Kohle:Die etwas andere Energiewende

A security guard watches from a coal heap during a climate change protest at Ratcliffe Power Station at Ratcliffe-on-Soar

Ein Kohlekraftwerk in Ratcliffe-on-Soar.

(Foto: Darren Staples/Reuters)

Erstmals seit 1882 nutzt Großbritannien keine Kohlekraftwerke.

Von Björn Finke

Die historische Nachricht schickte der britische Stromnetz-Betreiber National Grid ganz neumodisch über Twitter: "In den vergangenen 24 Stunden hat National Grid Großbritannien mit Strom versorgt, ohne dass Kohlekraftwerke gebraucht wurden", teilte der Konzern am Freitagnachmittag mit. Es war das erste Mal seit 1882, dass im Königreich Kohle für die Stromproduktion einen Tag lang keine Rolle spielte. Im Januar 1882 hatte der amerikanische Erfinder und Unternehmer Thomas Edison in London das weltweit erste Kohlekraftwerk in Betrieb genommen. Danach war King Coal, König Kohle, lange der wichtigste Stromlieferant auf der Insel. Noch vor zwei Jahren steuerten Kohlemeiler fast ein Viertel des Stroms bei.

Doch im vergangenen Jahr waren es nur noch neun Prozent. Und schon da gab es manche Stunden, in denen Kohlekraftwerke keinerlei Energie beim Netzbetreiber einspeisten. Aber nun war es erstmals ein kompletter Tag. Als Grund dafür gab National Grid an, dass wenig Bedarf herrschte und zugleich Windkraftanlagen viel Strom lieferten.

Die britische Regierung führte bereits 2013 eine Kohlendioxid-Steuer ein. Blasen Kraftwerke das klimaschädliche Gas in die Atmosphäre, müssen sie dafür zahlen. Kohlemeiler stoßen besonders viel des Treibhausgases aus. Deswegen trifft sie die Steuer härter als Gas- oder Atomkraftwerke. Zugleich sanken in den vergangenen Jahren - ganz wie in Deutschland - die Börsenpreise für Strom, da immer mehr der subventionierten Solar- und Windkraftanlagen ans Netz gegangen sind. Die Energieversorger ziehen daraus Konsequenzen: Allein 2016 legten sie drei große Kohlemeiler still. King Coal steht vor der Abdankung; die Dreckschleudern rechnen sich nicht mehr.

- _Vorliegendes Material_

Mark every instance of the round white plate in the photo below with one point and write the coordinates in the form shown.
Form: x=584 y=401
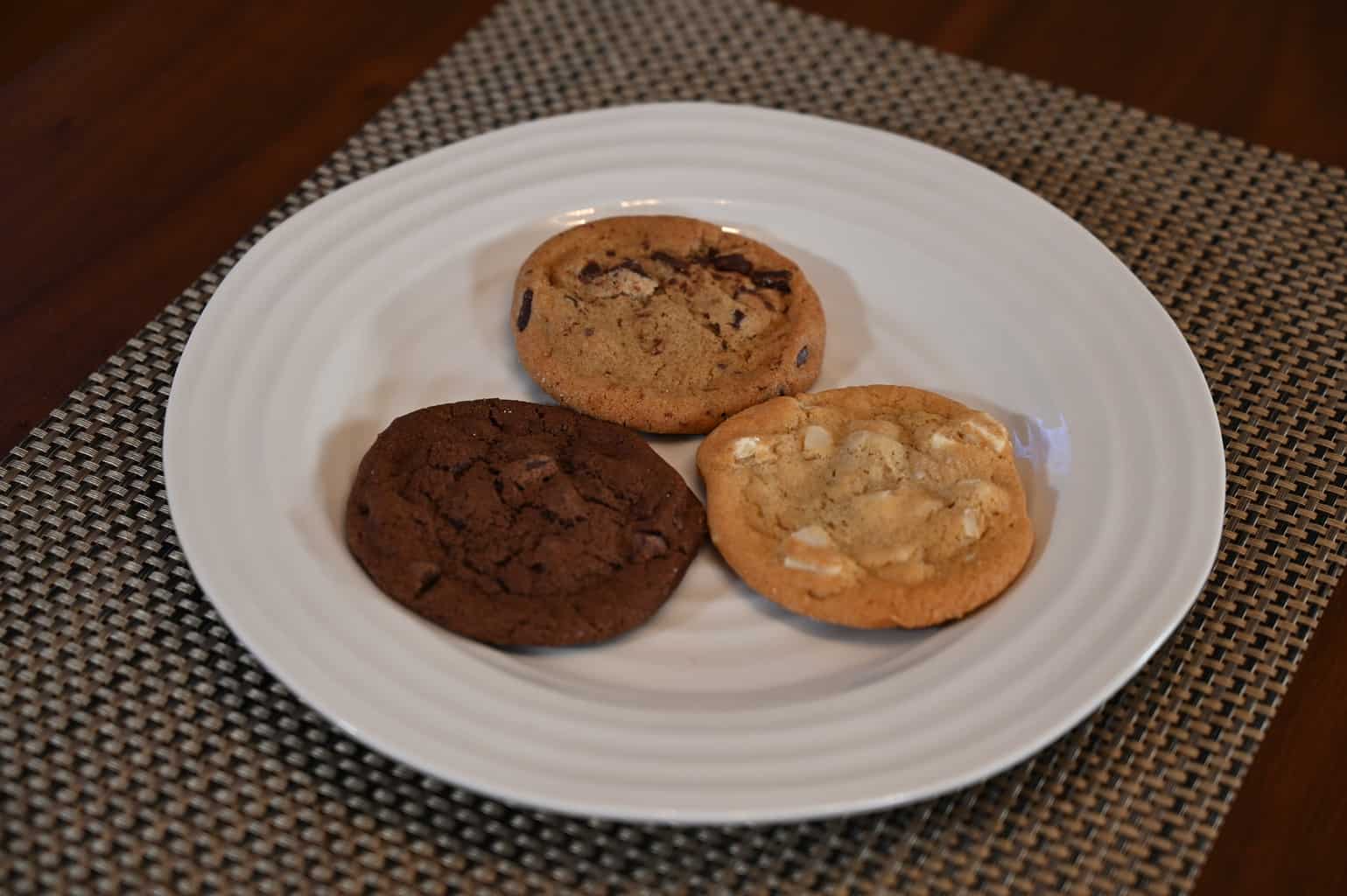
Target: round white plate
x=394 y=294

- _Fragen zum Text_
A - Nenne alle Jahreszahlen, die im Text über das Ende der Kohleverstromung in Großbritannien vorkommen. Schreib zu jeder dazu, was in diesem Jahr geschah.
B - Führe den Text über das Ende der Kohleverstromung in Großbritannien nach seinem letzten Satz weiter.

- _Ihre Antworten_
A -
- 1882: Thomas Edison nahm in London das weltweit erste Kohlekraftwerk in Betrieb.
- 2013: Die britische Regierung führte eine Kohlendioxid-Steuer ein.
- 2016: Die Energieversorger legten drei große Kohlemeiler still.

B -
Das passt zu den Plänen der konservativen Regierung. Die verspricht, dass bis 2025 das letzte Kohlekraftwerk abgeschaltet wird, dem Klima zuliebe. Deutschland könnte sich daran ein Beispiel nehmen: In der Bundesrepublik liefern Braun- und Steinkohlekraftwerke immer noch 40 Prozent des Stroms.

Trotz des Ausstiegs aus der Kohle ist die britische Energiepolitik bei Umweltschützern umstritten. Denn als Ersatz will London unter anderem eine Reihe neuer Kernkraftwerke hochziehen. Den Anfang macht Hinkley Point C: Im März begannen in Südwest-England die Bauarbeiten für den Atommeiler, der 2025 ans Netz gehen soll und gut 21 Milliarden Euro kostet. Bauherren sind der französische Versorger EDF und ein staatlicher Atomkonzern aus China.

Das Duo soll später zwei weitere Atommeiler im Königreich errichten; bei einem der beiden sollen die Chinesen das Reaktordesign liefern. Es wäre das erste Mal, dass ein chinesischer Reaktor in Westeuropa hochgefahren würde. Strom aus chinesischen Reaktoren statt aus Kohle - die Briten planen die etwas andere Energiewende.